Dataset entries
┌────────
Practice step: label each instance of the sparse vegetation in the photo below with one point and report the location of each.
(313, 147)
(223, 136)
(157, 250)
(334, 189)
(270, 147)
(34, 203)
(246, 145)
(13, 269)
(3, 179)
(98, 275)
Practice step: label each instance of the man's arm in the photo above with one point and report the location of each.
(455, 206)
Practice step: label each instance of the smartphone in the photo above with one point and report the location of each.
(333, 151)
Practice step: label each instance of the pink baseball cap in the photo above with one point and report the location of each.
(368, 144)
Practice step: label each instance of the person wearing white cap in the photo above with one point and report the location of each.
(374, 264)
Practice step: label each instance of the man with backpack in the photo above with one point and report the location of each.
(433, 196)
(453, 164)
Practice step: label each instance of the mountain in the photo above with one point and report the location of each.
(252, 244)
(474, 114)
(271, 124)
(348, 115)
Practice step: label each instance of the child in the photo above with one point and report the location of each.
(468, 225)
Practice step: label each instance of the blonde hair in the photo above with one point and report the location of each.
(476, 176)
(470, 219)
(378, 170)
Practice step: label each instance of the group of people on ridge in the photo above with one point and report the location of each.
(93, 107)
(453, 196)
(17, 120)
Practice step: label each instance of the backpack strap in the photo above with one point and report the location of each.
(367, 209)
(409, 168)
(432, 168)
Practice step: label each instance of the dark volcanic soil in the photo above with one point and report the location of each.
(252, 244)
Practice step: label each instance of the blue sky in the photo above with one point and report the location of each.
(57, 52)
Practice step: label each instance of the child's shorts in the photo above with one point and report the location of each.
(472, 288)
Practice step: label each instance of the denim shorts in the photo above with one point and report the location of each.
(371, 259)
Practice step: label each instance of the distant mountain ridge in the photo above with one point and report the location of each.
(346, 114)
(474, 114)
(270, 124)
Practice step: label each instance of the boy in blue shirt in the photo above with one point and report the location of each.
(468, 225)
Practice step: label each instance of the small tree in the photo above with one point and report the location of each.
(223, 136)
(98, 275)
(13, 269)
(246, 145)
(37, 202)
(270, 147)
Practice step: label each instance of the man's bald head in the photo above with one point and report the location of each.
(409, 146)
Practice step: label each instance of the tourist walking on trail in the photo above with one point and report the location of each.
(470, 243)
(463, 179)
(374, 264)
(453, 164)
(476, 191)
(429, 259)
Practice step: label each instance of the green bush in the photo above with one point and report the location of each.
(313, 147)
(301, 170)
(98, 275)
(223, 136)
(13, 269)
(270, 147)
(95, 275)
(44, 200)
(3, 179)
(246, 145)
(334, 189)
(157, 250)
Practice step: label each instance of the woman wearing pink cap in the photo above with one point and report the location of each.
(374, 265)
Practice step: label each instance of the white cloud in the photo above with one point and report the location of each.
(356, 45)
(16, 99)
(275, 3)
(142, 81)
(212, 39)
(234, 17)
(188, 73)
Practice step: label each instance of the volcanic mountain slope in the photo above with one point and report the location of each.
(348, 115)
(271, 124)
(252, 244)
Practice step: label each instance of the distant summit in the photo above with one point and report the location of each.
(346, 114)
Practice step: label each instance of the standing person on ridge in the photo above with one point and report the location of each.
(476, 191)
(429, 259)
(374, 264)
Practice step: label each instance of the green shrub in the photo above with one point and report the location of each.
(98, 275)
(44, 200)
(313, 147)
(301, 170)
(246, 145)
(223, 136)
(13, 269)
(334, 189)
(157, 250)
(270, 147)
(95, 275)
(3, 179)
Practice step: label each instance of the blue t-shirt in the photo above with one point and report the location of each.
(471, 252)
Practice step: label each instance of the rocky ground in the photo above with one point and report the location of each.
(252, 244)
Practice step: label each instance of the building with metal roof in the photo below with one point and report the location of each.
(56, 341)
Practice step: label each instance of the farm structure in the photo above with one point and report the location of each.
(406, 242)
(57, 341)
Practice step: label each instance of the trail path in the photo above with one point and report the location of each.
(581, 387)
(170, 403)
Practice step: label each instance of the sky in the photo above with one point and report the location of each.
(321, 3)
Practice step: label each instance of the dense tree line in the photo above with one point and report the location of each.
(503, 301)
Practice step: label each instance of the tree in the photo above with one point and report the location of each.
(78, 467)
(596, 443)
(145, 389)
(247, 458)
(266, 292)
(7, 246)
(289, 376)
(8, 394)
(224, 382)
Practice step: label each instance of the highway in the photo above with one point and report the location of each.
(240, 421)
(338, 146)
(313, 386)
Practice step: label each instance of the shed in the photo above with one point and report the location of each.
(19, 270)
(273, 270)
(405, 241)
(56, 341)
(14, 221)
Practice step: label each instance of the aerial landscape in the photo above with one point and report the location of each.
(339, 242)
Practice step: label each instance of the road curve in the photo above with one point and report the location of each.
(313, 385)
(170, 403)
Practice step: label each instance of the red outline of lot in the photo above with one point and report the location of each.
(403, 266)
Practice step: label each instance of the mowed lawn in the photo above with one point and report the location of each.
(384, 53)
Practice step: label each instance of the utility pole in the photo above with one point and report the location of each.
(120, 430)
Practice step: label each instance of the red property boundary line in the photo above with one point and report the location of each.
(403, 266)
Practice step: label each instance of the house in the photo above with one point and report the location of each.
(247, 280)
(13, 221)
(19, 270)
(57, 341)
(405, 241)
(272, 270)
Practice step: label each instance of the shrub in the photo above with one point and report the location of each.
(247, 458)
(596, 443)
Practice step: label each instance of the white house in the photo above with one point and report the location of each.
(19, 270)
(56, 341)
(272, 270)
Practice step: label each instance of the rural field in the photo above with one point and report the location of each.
└────────
• What you will do: Reproduce the data exactly, omitting nothing.

• Reply:
Practice step: label each instance of the sparse vegetation in the photo below with one point and report the location of each.
(313, 147)
(223, 136)
(157, 250)
(334, 189)
(270, 147)
(34, 203)
(246, 145)
(13, 269)
(3, 179)
(98, 275)
Practice step: label each instance of the man's arm in the photo above with one point and report the location of each.
(455, 206)
Practice step: label each instance of the smartphone in the photo above with one point and report the location of each.
(333, 151)
Practice step: label each instance of the pink baseball cap in the photo above with one point and report the location of each.
(368, 144)
Practice step: label each instance of the person wearing white cap in the photo above with one point and report the location of each.
(374, 264)
Practice step: label each instance of the man with backpack in the photo above with one point and report the location of each.
(433, 196)
(453, 164)
Practice step: label each instance of the mountain in the photo above with one point and report the location of each.
(252, 244)
(474, 114)
(271, 124)
(348, 115)
Practice step: label each instance of the child in the photo above with one point and report the location of each.
(468, 225)
Practice step: label each instance of the blonde hair in the photo above with one point and report the location of each.
(476, 176)
(470, 219)
(378, 170)
Practice step: label each instance of the group of people on ridge in the photo above with one point and report the location of each.
(93, 107)
(453, 196)
(17, 120)
Practice step: label each instance of the backpack strap in the photo above with one point and report the location of each.
(367, 209)
(409, 168)
(432, 168)
Practice step: label each instance of the dark volcanic soil in the photo above with one point and report the location of each.
(252, 244)
Practice step: label each instance of the blue sky in the photo above with one point and report the location of each.
(57, 52)
Practice step: label each instance of the child's shorts in the photo above with one point and report the location of each.
(472, 288)
Practice step: label each instance of the denim shorts in the photo above with one point and report the location of each.
(371, 259)
Practice step: label each instance of the distant mountain ridge in the photo above with one point and report the location of each.
(346, 114)
(474, 114)
(270, 124)
Practice step: label each instance of the boy in blue shirt in the photo above with one point and report the location of each.
(468, 225)
Practice step: label each instance of the small tree in the photo above with one point and report the location of each.
(223, 136)
(98, 275)
(13, 269)
(246, 145)
(37, 202)
(270, 147)
Practice step: label each instance of the man's bald head in the photo above with one point and report the location of each.
(409, 146)
Practice step: label each instance of the tourist walking on trail in the photo above with one point and report the location of each.
(470, 243)
(463, 179)
(374, 264)
(453, 164)
(476, 191)
(429, 259)
Practice step: label each instance of the green bush in the photo above with one point and report the location of each.
(313, 147)
(301, 170)
(98, 275)
(223, 136)
(13, 269)
(270, 147)
(95, 275)
(44, 200)
(3, 179)
(246, 145)
(334, 189)
(157, 250)
Practice step: label each instance of the woman wearing pink cap in the photo above with one point and report the location of each.
(374, 265)
Practice step: label each instance of the white cloud in the photo above with one point and report the location of each.
(356, 45)
(16, 99)
(275, 3)
(142, 81)
(212, 39)
(234, 17)
(188, 73)
Practice step: label each instance of the volcanic mountain slope in the photo above with one point and report the location of each.
(348, 115)
(271, 124)
(252, 244)
Practice step: label each instance of the distant summit in the photo above with one point and report the location of each.
(346, 114)
Practice step: label each instance of the standing person on ridge in the photo above with one point and report the location of each.
(476, 191)
(429, 259)
(374, 264)
Practice step: label each instance of the green shrub in the photo above with one point and report the location of each.
(98, 275)
(44, 200)
(313, 147)
(301, 170)
(246, 145)
(223, 136)
(13, 269)
(334, 189)
(157, 250)
(270, 147)
(95, 275)
(3, 179)
Practice step: label each instance of the blue t-shirt in the photo above with one point and report the location of each.
(471, 252)
Practice step: label each instance of the rocky ground in the photo above with one point and report the location of each.
(252, 244)
Practice step: label each instance of the building with metal roof in the photo below with one point and report the location of each.
(56, 341)
Practice step: label each instance of the farm structure in the photo above with one point and report the location of each.
(406, 242)
(57, 341)
Practice step: label each instance of the trail path in the photo above with one point and report the location of each.
(581, 387)
(170, 403)
Practice step: label each instance of the sky in the photo above with one point and report the location of each.
(321, 3)
Practice step: label each instance of the dense tree line in the photo above with one point and report the location of each.
(503, 301)
Practice step: label each instance of the tree in the photo above with one point and report the location of each.
(78, 467)
(596, 443)
(145, 389)
(247, 458)
(266, 292)
(7, 246)
(289, 376)
(8, 394)
(224, 382)
Practice step: label each instance of the highway in the photo above with one point and report the location of each.
(240, 421)
(338, 146)
(313, 386)
Practice step: label each instance of the shed in the photo above with one point and report the location of each.
(19, 270)
(273, 270)
(405, 241)
(56, 341)
(14, 221)
Practice step: label each instance of the aerial landscape in the photo above with one point and report the location of each.
(339, 242)
Practice step: label each instance of the road curve in the photo above with one point and report the location of each.
(313, 385)
(170, 403)
Practice step: label each instance of the red outline of lot in the photo above with one point and report the location of each.
(403, 266)
Practice step: label each instance of the mowed lawn in the photo above with one point and report the location of each.
(384, 53)
Practice step: label each instance of the utility pole in the photo above with one point and report the location of each.
(120, 430)
Practice step: label each instance of the red property boundary line in the photo above with one point and report the location of each.
(403, 266)
Practice step: label each instance of the house in the photo above with one point and report the location of each.
(247, 280)
(13, 221)
(19, 270)
(57, 341)
(405, 241)
(272, 270)
Practice step: label each instance of the shrub in the photo above with one point and report the location of each.
(247, 458)
(596, 443)
Practice step: label each instance of the white house in the photo above with one point and report the location of each.
(19, 270)
(56, 341)
(272, 270)
Practice step: label each instance of the rural field in the photo above with one point and report the location of each.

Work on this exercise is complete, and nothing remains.